-- START --
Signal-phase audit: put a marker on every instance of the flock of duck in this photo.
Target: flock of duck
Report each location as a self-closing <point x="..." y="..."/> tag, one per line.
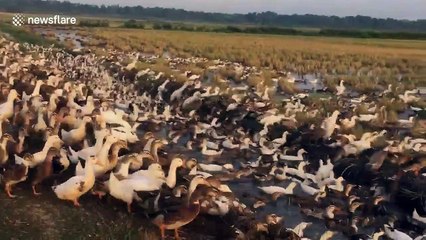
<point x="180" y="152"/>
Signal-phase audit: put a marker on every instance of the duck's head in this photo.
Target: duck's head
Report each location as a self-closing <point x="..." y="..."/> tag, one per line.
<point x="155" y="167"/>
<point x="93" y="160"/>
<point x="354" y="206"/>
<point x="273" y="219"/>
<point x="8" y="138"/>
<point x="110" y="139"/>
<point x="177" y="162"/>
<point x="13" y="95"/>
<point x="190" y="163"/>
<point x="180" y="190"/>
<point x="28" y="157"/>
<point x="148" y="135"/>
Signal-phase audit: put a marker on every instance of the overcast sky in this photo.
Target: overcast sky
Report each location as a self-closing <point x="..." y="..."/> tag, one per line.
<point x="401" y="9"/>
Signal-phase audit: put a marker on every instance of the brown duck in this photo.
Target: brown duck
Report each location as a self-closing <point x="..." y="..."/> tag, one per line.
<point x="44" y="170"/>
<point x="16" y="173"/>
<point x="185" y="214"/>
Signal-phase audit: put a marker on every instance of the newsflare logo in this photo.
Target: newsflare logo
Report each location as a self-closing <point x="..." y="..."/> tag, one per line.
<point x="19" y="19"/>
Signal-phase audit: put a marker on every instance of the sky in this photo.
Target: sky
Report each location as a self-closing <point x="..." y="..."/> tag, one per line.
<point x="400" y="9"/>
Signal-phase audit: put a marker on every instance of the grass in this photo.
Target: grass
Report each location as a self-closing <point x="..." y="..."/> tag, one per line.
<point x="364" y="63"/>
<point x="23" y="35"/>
-- END --
■ Problem details
Quote only the lines from the line containing "Signal-phase audit: put a marker on every instance of the brown" through the end of the entries, keeping the first and the last.

■ Reply to the exercise
Signal-phase audit: put a marker on every instance of the brown duck in this photo.
Target: brown duck
Report each location as a self-closing <point x="..." y="..."/> tag, one per line.
<point x="44" y="170"/>
<point x="16" y="173"/>
<point x="185" y="214"/>
Signal-phase audit: put a marker on every instance of the newsflare logo in this photo.
Target: newsflare logo
Report each location as a self-closing <point x="..." y="..."/> tag, one per line.
<point x="19" y="19"/>
Signal-phase audit: put a marker on every instance of the sky in this photo.
Target: sky
Report each location as a self-closing <point x="..." y="..."/> tag, one per line.
<point x="400" y="9"/>
Signal-phase audit: put a marker on every instance of the grass in this photo.
Target: grass
Report each location as a self-closing <point x="..." y="..."/> tag, one per line.
<point x="364" y="63"/>
<point x="23" y="35"/>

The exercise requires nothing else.